* Work instruction
When you reach the records, transcribe all of them exactly.

Point-per-instance localization data:
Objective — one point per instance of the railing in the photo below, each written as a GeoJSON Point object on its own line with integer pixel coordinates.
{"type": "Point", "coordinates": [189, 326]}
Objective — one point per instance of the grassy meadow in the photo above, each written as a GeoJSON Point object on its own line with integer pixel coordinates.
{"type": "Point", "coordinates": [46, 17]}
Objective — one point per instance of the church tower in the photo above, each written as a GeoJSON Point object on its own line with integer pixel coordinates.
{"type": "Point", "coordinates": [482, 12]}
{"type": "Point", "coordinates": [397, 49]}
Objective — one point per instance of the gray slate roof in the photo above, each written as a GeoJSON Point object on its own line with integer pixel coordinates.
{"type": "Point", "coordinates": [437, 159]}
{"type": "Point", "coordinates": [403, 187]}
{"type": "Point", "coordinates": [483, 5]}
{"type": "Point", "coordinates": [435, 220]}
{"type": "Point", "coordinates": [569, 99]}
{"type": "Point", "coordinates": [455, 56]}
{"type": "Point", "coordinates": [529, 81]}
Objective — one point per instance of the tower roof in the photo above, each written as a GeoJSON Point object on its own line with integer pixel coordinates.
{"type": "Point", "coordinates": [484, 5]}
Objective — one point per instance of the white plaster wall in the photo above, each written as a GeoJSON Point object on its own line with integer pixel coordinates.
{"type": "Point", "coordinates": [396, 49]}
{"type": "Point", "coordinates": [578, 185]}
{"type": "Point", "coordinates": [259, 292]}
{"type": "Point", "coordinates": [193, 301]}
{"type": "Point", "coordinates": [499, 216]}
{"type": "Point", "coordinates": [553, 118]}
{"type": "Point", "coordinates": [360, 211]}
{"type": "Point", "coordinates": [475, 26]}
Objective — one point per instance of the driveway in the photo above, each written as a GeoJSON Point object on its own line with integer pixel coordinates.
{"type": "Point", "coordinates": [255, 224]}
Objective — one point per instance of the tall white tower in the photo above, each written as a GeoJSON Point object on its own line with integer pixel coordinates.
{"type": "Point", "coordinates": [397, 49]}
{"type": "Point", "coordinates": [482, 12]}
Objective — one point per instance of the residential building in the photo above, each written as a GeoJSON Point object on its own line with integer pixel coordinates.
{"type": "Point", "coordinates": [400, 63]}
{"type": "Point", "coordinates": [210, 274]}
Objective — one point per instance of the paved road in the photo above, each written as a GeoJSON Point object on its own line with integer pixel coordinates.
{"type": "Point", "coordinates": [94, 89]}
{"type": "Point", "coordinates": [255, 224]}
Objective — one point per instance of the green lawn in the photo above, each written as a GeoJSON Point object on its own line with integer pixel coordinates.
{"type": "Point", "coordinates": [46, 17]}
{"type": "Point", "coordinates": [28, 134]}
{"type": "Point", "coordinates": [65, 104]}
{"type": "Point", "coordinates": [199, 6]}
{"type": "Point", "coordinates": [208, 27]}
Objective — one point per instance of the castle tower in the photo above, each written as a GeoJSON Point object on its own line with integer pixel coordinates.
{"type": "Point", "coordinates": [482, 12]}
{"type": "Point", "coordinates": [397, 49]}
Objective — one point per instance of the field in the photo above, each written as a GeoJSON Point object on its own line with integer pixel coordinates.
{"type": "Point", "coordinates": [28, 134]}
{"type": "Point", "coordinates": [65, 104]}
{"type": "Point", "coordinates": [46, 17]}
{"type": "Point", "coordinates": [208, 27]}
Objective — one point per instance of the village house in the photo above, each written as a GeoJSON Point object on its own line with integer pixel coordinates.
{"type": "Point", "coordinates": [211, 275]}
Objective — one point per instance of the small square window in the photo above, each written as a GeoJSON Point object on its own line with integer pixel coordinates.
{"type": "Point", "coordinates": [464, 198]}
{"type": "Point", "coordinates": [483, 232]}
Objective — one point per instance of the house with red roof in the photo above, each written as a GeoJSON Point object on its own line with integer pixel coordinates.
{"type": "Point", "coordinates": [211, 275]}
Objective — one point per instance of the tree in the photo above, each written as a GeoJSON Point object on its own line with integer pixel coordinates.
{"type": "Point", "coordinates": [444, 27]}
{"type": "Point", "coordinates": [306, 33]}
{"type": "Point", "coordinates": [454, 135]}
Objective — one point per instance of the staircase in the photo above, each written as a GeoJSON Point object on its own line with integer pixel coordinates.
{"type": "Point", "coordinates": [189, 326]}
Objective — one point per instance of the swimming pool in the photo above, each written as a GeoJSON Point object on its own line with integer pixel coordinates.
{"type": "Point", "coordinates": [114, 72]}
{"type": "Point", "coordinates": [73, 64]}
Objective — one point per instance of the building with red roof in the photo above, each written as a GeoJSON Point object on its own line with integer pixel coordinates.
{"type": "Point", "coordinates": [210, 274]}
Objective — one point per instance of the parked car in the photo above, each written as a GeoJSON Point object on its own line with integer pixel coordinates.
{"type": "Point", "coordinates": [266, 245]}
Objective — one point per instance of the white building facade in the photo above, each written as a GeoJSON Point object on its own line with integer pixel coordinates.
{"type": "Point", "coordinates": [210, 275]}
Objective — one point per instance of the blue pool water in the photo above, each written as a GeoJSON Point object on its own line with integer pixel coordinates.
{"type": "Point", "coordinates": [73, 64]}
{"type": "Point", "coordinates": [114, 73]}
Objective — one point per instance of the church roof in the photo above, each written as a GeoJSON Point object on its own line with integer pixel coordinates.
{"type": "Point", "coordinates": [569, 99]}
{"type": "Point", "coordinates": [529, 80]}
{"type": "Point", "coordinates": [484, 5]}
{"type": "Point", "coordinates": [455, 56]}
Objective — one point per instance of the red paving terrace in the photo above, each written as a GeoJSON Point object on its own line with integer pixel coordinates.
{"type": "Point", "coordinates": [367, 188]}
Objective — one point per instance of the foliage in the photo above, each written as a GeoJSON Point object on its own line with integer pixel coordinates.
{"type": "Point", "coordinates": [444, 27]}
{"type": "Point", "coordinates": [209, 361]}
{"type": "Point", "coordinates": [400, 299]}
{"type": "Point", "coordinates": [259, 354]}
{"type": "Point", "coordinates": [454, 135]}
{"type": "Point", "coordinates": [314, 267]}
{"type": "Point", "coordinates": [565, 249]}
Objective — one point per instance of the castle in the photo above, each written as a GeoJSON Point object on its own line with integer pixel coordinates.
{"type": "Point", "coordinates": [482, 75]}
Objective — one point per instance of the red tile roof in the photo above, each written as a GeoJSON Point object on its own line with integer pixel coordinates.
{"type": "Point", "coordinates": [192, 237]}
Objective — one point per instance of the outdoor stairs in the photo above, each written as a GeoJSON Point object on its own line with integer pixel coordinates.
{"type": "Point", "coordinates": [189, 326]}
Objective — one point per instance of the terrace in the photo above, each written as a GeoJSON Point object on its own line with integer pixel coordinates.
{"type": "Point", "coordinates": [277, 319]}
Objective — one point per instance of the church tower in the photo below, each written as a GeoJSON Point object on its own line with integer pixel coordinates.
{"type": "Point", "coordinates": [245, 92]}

* Solution for this problem
Objective — one point per instance of the railing in the photo below, each written as a GeoJSON Point object on its own line with integer pixel coordinates.
{"type": "Point", "coordinates": [189, 326]}
Objective — one point per instance of the grassy meadow in the photo above, each written as a GeoJSON Point object on its own line with integer pixel coordinates.
{"type": "Point", "coordinates": [46, 17]}
Objective — one point per instance of the church tower in the photo above, each written as a GeoJSON Point object on its own line with integer pixel coordinates.
{"type": "Point", "coordinates": [482, 12]}
{"type": "Point", "coordinates": [397, 49]}
Objective — one point per instance of the gray slate roof in the photo above, each written as a GeoJSON Point object on its own line with integer pixel coordinates.
{"type": "Point", "coordinates": [437, 159]}
{"type": "Point", "coordinates": [403, 187]}
{"type": "Point", "coordinates": [483, 5]}
{"type": "Point", "coordinates": [435, 220]}
{"type": "Point", "coordinates": [569, 99]}
{"type": "Point", "coordinates": [455, 56]}
{"type": "Point", "coordinates": [529, 81]}
Objective — one point per instance of the tower roof in the photo above, each written as a GeoJSON Point object on its own line with integer pixel coordinates.
{"type": "Point", "coordinates": [484, 5]}
Objective — one point per instance of the white plaster wall in the photo above, each written as a GeoJSON Point object on its own line with integer pixel coordinates.
{"type": "Point", "coordinates": [396, 49]}
{"type": "Point", "coordinates": [578, 185]}
{"type": "Point", "coordinates": [259, 292]}
{"type": "Point", "coordinates": [193, 301]}
{"type": "Point", "coordinates": [499, 216]}
{"type": "Point", "coordinates": [553, 118]}
{"type": "Point", "coordinates": [360, 211]}
{"type": "Point", "coordinates": [475, 26]}
Objective — one point per instance of the driveway in the photo above, each written as a GeoJSON Point object on its own line with integer pixel coordinates.
{"type": "Point", "coordinates": [255, 224]}
Objective — one point per instance of the tall white tower in the photo above, each written as a GeoJSON Point object on its own line with integer pixel coordinates.
{"type": "Point", "coordinates": [397, 49]}
{"type": "Point", "coordinates": [482, 12]}
Objective — one point per instance of the residential building in the photo above, each written as a GeoJSON Point object on its own line with integer pixel coordinates.
{"type": "Point", "coordinates": [400, 63]}
{"type": "Point", "coordinates": [210, 274]}
Objective — one point per instance of the paved road in the photo above, each written as a GeoJSON Point object on its own line with integer pixel coordinates.
{"type": "Point", "coordinates": [94, 89]}
{"type": "Point", "coordinates": [255, 224]}
Objective — one point per instance of the green lawn in the photo above, each written as a GeoJSON Point object on its own line with integer pixel coordinates.
{"type": "Point", "coordinates": [46, 17]}
{"type": "Point", "coordinates": [28, 134]}
{"type": "Point", "coordinates": [65, 104]}
{"type": "Point", "coordinates": [199, 6]}
{"type": "Point", "coordinates": [208, 27]}
Objective — one point per instance of the castle tower in the photo above, each written as a GeoJSON Point object on its own line with integer pixel coordinates.
{"type": "Point", "coordinates": [482, 12]}
{"type": "Point", "coordinates": [397, 49]}
Objective — one point per instance of the field in the photo above, each written as a GeoJSON Point object on its own line with integer pixel coordinates.
{"type": "Point", "coordinates": [28, 134]}
{"type": "Point", "coordinates": [65, 104]}
{"type": "Point", "coordinates": [46, 17]}
{"type": "Point", "coordinates": [208, 27]}
Objective — one point per instance of the village house in the photo above, each written as a GeoJSON Point object on its own line with integer pixel coordinates.
{"type": "Point", "coordinates": [211, 275]}
Objective — one point per instance of the small square window in the photo above, each written as a GeoJSON Point object on its own line with integer pixel coordinates.
{"type": "Point", "coordinates": [464, 198]}
{"type": "Point", "coordinates": [483, 232]}
Objective — one point per instance of the house with red roof in the photo above, each written as a GeoJSON Point object on its own line with integer pixel coordinates.
{"type": "Point", "coordinates": [211, 275]}
Objective — one point per instance of the tree in the photo above, each written as a GeoJSON Point object on its own line with integer pixel coordinates.
{"type": "Point", "coordinates": [444, 27]}
{"type": "Point", "coordinates": [306, 33]}
{"type": "Point", "coordinates": [454, 135]}
Objective — one point per instance of the staircase in the photo above, each written as a GeoJSON Point object on its own line with integer pixel coordinates.
{"type": "Point", "coordinates": [189, 326]}
Objective — one point per instance of the swimming pool in the photo above, each written as a GeoJSON Point object on its own line with integer pixel coordinates.
{"type": "Point", "coordinates": [114, 72]}
{"type": "Point", "coordinates": [73, 64]}
Objective — one point per instance of the building with red roof in the photo above, each written as a GeoJSON Point object on its own line with integer pixel coordinates.
{"type": "Point", "coordinates": [210, 274]}
Objective — one point per instance of the parked car in the photo above, each written as a GeoJSON Point object on its own line with integer pixel coordinates.
{"type": "Point", "coordinates": [266, 245]}
Objective — one point per instance of the white building facade in the photo above, each written as a GeoJSON Point object on its own line with integer pixel coordinates.
{"type": "Point", "coordinates": [210, 275]}
Objective — one point per instance of the blue pool water in the photo above, each written as a GeoJSON Point object on its own line with integer pixel coordinates.
{"type": "Point", "coordinates": [73, 64]}
{"type": "Point", "coordinates": [114, 73]}
Objective — one point per instance of the church roof in the photo above, each written as a GeoJSON Point object on its own line with integer pixel coordinates.
{"type": "Point", "coordinates": [569, 99]}
{"type": "Point", "coordinates": [529, 80]}
{"type": "Point", "coordinates": [484, 5]}
{"type": "Point", "coordinates": [455, 56]}
Objective — one point per instance of the red paving terrace in the photo above, each written as a GeoJSON Point object on its own line with integer pixel coordinates.
{"type": "Point", "coordinates": [367, 188]}
Objective — one point per instance of the foliage in the photo above, each written as a GeoJSON Point object on its own line with integer pixel coordinates.
{"type": "Point", "coordinates": [444, 27]}
{"type": "Point", "coordinates": [209, 361]}
{"type": "Point", "coordinates": [400, 299]}
{"type": "Point", "coordinates": [259, 354]}
{"type": "Point", "coordinates": [454, 135]}
{"type": "Point", "coordinates": [314, 267]}
{"type": "Point", "coordinates": [565, 249]}
Objective — one point per instance of the castle in the photo above, each written as a GeoJSON Point object on its own line with integer pixel coordinates.
{"type": "Point", "coordinates": [482, 75]}
Objective — one point per instance of the red tile roof in the photo above, each written as a GeoJSON Point object on its own line with integer pixel coordinates.
{"type": "Point", "coordinates": [192, 237]}
Objective — one point per instance of the outdoor stairs in the photo above, each written as a GeoJSON Point object on its own line with integer pixel coordinates.
{"type": "Point", "coordinates": [189, 326]}
Objective — one point per instance of the terrace in the photo above, each written as a GeoJSON Point object on its own line with integer pixel coordinates.
{"type": "Point", "coordinates": [277, 319]}
Objective — one point per instance of the church tower in the photo below, each written as a GeoJSON Point object on its own line with integer pixel coordinates.
{"type": "Point", "coordinates": [245, 92]}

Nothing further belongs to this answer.